Exercise 1> From the passage on Target's inventory in Canada, copy the part that opens with the words containing "Target says its" and closes with "Gregg Steinhafel said.", substituting "fulfillment hubs" for "distribution centers".
Exercise 2> In the passage on Target's inventory in Canada, what were the retailer's fourth-quarter gross margins in Canada?

Text block>
_ _ _ _

Target says its inventory problems in Canada are fixable, that it is calibrating the flow of goods from distribution centers to stores as it gathers more data on customers’ shopping habits and improves shipping and information technology.
“The team’s No. 1 focus is on in-stocks, ensuring we have the right quantity of each item in the right place at the right time,” Target CEO Gregg Steinhafel said.
The company used the holidays to clear excess inventory at a discount in Canada, which was unavoidable but, the company hopes, also drove home the message that Target offers competitive prices. In the near term, the clearance sales cut the retailer’s fourth-quarter gross margins in Canada to 4.4 percent, compared with 27.6 percent in U.S. stores.
Selling at cost doesn’t drive profit
“They’re practically selling at cost to shoppers coming in the door,” said Amy Koo of Kantar Retail in Boston. “This is certainly a period where they are trying to even things out. That being said, it is remarkable that this drop is still happening.”
Efficient inventory management is a priority at Target. When it orders too much merchandise, it must sell it at a discount, driving down profitability. Avoiding this is a key metric for executive incentive pay, so leaders have financial motivation to keep inventory down. For most of its history, the strategy has worked nicely, garnering Target praise for generating good profits in an industry known for low margins. But low inventory leaves less margin for error.
With sales of “discretionary” products like clothing and electronics in the U.S. declining after the Great Recession, Target assumed the same would be true in Canada. But many Canadian shoppers didn’t yet see Target as a destination for necessities like food and medicine. They gobbled up clothing and home items, which led to shortages. The items they were less interested in piled up in warehouses.

_ _ _ _

Referring expression data>
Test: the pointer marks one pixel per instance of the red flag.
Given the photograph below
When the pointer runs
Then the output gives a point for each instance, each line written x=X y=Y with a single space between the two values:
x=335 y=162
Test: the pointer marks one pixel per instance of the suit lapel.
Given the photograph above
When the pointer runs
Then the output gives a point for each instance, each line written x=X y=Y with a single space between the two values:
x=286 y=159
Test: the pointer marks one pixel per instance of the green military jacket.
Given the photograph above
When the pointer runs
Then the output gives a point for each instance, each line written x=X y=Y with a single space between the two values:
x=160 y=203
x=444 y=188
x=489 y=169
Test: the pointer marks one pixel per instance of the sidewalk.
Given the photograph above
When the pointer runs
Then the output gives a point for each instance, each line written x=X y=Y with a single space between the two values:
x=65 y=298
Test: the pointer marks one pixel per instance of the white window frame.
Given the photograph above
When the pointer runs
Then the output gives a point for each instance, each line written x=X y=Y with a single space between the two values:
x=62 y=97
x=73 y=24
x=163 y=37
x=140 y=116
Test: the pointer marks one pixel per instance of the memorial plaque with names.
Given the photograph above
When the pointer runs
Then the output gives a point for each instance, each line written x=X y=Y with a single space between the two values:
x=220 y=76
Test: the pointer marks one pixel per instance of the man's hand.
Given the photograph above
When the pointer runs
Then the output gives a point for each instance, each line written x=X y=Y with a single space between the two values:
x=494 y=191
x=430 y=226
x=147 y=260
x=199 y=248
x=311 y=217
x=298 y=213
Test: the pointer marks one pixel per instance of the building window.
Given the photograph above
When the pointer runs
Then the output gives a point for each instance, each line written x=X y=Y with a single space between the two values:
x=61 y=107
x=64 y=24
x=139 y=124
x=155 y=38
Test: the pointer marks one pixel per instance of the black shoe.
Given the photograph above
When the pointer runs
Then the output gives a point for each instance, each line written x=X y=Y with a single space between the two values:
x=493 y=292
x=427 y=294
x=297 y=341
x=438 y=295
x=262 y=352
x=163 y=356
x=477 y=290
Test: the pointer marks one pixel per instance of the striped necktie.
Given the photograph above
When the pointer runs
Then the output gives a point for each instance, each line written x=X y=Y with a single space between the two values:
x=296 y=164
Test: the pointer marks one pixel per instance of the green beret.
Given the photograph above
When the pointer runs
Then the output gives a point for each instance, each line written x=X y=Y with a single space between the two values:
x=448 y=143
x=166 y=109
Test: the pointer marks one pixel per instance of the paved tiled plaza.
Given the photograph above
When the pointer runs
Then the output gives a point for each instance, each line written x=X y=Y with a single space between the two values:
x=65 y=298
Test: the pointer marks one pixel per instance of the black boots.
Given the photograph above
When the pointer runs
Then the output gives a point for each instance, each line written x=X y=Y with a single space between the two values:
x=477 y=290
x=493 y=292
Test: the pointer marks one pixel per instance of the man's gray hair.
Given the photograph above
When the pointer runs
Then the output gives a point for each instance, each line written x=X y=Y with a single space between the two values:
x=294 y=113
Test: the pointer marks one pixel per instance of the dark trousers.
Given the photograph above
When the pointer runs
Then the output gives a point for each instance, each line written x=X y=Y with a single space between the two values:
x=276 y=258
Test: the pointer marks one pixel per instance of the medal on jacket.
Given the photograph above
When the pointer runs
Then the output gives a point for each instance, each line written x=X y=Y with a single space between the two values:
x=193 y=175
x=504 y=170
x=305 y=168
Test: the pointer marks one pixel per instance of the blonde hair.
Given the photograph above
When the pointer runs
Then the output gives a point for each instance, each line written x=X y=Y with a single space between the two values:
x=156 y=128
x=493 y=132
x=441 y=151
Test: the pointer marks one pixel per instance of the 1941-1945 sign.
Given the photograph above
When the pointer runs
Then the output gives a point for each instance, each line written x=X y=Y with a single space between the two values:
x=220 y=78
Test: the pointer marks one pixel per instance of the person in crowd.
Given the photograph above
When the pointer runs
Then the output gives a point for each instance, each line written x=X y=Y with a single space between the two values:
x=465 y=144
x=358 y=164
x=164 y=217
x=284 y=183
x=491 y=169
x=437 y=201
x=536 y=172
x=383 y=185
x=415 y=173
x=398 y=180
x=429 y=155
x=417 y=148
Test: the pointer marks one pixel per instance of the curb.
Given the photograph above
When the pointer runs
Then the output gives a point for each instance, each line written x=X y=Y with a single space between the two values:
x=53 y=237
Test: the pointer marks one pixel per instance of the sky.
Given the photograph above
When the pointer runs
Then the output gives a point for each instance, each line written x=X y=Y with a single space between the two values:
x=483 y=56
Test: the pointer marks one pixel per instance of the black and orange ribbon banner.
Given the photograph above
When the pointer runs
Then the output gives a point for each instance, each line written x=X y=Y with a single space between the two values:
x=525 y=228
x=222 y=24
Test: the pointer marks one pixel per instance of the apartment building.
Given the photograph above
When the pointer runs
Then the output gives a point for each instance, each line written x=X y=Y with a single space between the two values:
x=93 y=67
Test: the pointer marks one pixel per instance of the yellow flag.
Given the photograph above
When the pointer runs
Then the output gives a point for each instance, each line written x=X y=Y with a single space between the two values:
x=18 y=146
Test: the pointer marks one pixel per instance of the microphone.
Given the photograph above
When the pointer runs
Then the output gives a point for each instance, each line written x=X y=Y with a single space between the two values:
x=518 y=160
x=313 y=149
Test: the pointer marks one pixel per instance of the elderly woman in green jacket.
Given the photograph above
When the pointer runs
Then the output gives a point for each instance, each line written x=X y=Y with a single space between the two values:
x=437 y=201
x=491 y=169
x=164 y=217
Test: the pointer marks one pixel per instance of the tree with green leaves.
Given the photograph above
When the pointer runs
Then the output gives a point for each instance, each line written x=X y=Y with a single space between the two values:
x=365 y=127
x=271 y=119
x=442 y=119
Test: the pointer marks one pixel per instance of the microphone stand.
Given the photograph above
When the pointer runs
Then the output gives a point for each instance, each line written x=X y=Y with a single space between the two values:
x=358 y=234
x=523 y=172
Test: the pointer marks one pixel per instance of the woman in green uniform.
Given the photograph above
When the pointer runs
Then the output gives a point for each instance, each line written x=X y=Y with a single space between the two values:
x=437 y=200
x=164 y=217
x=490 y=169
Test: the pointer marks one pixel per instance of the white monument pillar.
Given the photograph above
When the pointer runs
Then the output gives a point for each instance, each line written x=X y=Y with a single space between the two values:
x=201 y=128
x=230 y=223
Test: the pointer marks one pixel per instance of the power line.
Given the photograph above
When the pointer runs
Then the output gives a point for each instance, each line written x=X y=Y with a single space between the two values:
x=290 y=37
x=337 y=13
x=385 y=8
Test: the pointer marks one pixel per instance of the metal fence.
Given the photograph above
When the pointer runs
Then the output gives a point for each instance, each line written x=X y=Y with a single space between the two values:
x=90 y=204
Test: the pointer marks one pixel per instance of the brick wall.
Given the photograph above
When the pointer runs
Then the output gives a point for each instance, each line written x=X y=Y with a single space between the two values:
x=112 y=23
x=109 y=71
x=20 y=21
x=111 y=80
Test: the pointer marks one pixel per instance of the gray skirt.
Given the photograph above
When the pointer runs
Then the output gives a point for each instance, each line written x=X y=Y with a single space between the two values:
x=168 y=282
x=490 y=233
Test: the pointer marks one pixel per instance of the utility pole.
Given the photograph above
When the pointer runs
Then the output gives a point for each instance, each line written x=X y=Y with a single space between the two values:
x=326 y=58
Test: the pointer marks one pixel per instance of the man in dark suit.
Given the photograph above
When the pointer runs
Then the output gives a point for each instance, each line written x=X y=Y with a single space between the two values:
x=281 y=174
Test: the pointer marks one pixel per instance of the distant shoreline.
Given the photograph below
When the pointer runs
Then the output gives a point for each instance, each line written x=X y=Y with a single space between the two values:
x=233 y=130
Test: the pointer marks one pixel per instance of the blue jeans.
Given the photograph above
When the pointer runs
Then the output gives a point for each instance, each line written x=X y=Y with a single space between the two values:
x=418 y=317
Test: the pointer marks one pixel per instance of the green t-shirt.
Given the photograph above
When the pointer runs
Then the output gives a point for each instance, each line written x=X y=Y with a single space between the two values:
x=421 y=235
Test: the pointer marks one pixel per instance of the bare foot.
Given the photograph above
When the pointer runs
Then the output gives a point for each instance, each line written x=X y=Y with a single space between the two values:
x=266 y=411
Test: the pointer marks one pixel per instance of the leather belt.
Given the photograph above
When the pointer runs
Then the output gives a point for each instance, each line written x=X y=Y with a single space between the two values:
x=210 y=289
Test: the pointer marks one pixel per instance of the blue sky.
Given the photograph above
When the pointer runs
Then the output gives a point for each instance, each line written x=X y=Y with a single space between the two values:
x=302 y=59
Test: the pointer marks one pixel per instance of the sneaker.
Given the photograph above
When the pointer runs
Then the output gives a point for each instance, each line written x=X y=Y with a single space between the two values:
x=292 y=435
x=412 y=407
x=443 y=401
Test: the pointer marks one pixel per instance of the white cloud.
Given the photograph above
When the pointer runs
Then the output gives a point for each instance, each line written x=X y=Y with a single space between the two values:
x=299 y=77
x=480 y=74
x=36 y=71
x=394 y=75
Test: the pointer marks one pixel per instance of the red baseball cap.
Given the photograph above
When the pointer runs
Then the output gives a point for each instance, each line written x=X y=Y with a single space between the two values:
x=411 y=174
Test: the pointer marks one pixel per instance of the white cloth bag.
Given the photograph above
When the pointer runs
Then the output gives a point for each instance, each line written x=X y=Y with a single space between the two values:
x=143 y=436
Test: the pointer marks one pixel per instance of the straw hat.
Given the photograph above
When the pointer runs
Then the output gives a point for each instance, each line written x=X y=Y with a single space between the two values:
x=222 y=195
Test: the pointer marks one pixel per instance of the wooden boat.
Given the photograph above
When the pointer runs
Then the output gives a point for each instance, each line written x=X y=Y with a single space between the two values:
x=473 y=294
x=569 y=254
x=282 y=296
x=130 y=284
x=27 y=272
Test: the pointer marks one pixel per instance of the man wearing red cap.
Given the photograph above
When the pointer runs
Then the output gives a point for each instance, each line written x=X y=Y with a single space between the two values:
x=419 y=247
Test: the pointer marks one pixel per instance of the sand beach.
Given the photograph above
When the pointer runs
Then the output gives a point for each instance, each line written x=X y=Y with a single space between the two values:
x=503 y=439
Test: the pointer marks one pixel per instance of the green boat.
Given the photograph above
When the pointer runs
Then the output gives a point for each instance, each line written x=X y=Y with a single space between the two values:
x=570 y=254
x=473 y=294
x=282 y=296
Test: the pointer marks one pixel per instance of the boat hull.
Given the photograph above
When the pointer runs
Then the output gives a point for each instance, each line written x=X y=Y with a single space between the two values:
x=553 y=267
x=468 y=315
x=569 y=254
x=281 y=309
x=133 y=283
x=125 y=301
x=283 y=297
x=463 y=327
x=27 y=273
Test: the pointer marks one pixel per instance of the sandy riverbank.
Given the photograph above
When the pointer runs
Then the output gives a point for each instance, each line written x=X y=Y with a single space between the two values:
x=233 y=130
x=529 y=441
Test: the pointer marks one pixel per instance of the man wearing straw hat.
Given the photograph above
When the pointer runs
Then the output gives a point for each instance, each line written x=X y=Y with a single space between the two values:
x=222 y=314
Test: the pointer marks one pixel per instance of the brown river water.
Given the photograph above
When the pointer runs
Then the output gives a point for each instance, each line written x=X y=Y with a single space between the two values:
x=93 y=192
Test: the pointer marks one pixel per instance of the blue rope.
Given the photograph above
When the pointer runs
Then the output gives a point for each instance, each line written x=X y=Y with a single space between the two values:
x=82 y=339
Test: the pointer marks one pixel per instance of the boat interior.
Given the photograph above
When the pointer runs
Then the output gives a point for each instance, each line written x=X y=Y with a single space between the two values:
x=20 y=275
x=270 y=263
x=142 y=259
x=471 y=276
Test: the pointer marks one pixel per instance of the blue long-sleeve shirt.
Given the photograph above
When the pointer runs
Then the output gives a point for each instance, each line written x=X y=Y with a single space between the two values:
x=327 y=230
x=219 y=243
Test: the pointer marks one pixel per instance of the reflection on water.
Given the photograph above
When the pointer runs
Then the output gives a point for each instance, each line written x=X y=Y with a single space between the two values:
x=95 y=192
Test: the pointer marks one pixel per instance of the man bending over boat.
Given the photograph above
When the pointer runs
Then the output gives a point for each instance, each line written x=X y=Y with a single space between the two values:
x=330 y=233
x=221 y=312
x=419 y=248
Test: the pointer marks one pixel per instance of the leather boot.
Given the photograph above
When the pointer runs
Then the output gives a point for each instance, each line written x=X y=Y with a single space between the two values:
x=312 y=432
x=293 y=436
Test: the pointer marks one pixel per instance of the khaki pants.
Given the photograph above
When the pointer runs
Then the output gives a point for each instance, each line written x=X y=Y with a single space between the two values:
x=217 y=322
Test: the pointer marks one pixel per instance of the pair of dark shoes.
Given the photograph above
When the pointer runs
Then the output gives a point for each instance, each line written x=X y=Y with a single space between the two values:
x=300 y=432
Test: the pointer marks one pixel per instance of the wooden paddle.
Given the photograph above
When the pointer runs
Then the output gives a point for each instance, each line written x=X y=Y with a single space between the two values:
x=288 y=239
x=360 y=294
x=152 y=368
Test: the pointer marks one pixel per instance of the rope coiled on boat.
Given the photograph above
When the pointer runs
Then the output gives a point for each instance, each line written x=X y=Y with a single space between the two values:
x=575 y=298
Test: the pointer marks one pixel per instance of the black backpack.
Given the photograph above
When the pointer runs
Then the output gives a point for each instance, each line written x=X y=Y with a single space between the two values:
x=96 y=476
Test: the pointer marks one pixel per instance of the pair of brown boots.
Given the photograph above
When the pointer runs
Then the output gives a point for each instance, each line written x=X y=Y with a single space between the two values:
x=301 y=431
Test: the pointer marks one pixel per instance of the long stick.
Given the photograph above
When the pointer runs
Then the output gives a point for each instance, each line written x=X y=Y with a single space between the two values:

_ _ _ _

Problem solution 1>
Target says its inventory problems in Canada are fixable, that it is calibrating the flow of goods from fulfillment hubs to stores as it gathers more data on customers’ shopping habits and improves shipping and information technology.
“The team’s No. 1 focus is on in-stocks, ensuring we have the right quantity of each item in the right place at the right time,” Target CEO Gregg Steinhafel said.

Problem solution 2> 4.4 percent.